**PROBLEM STATEMENT**
Return every line in the entries below that contains the word "rocky", copying each one in full. Case counts, so only lines with the same capitalization qualify.

= = = =

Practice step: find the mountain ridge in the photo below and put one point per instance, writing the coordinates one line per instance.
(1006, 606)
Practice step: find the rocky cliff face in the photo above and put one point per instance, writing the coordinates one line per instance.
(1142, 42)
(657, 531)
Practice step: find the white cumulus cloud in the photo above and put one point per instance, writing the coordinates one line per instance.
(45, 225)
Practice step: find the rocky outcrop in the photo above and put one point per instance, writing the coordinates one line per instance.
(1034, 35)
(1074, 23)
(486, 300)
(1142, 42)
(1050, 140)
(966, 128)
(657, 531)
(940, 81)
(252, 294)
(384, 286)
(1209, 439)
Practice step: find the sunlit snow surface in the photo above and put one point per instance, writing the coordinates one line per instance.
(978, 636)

= = = =

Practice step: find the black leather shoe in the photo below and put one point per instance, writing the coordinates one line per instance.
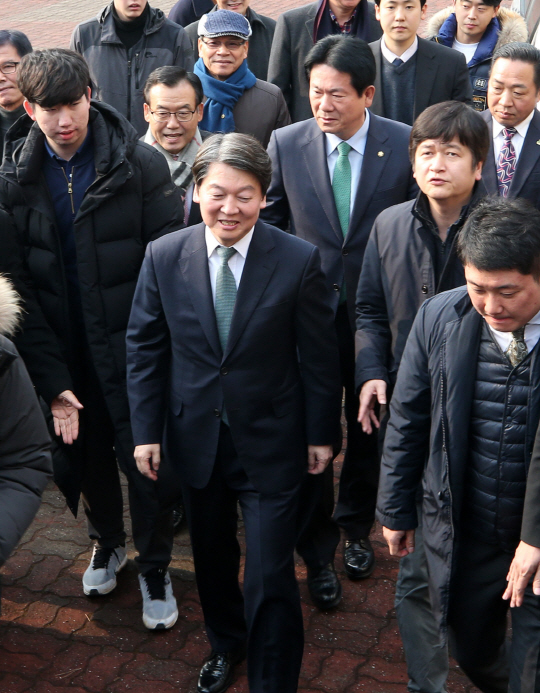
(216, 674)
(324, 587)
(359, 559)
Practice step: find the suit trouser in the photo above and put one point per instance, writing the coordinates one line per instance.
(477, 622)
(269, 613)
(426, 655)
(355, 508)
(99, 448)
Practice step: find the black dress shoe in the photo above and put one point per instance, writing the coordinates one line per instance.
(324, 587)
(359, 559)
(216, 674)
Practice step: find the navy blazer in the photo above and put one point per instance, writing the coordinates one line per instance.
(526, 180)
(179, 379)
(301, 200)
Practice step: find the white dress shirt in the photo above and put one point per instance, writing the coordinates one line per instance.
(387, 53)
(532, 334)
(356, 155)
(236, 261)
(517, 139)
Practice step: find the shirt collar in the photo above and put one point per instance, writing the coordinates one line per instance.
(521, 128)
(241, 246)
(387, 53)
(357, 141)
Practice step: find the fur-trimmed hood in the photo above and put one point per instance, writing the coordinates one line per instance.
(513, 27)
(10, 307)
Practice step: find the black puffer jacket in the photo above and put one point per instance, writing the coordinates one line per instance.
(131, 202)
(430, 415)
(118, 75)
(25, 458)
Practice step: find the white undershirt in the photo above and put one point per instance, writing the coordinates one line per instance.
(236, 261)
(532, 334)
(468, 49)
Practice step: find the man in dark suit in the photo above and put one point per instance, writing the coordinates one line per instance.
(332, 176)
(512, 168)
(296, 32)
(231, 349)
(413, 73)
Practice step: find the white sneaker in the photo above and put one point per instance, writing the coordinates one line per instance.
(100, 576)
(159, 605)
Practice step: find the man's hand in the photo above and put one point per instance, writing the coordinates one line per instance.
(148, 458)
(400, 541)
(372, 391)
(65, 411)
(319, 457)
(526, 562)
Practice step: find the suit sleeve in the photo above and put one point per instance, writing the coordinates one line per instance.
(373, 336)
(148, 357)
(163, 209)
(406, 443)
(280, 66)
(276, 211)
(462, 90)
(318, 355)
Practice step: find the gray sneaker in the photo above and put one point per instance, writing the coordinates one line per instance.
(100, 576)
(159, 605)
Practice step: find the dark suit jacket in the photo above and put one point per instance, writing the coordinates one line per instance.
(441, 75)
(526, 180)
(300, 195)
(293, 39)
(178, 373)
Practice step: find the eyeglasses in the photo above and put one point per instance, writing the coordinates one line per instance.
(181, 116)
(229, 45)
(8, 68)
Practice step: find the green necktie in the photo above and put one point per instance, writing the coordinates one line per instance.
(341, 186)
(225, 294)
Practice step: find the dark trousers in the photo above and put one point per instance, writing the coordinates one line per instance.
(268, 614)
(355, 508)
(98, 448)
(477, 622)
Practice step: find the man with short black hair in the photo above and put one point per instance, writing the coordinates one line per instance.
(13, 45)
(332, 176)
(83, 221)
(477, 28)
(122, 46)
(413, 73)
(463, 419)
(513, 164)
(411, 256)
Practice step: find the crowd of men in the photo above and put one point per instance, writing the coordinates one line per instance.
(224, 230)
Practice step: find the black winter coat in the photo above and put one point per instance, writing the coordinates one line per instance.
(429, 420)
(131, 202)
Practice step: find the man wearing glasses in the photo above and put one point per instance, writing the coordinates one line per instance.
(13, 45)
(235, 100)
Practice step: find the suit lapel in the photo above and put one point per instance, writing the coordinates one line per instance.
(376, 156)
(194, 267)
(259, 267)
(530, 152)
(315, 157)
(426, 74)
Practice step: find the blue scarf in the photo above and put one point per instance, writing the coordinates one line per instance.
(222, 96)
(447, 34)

= = = =

**TASK OUTPUT**
Practice step: find the rocky cliff face in the photo above and put one point per instance, writing the coordinates one line per instance.
Practice step: find the rocky outcrop in the photo above and put one point per instance, writing the coordinates one line per instance.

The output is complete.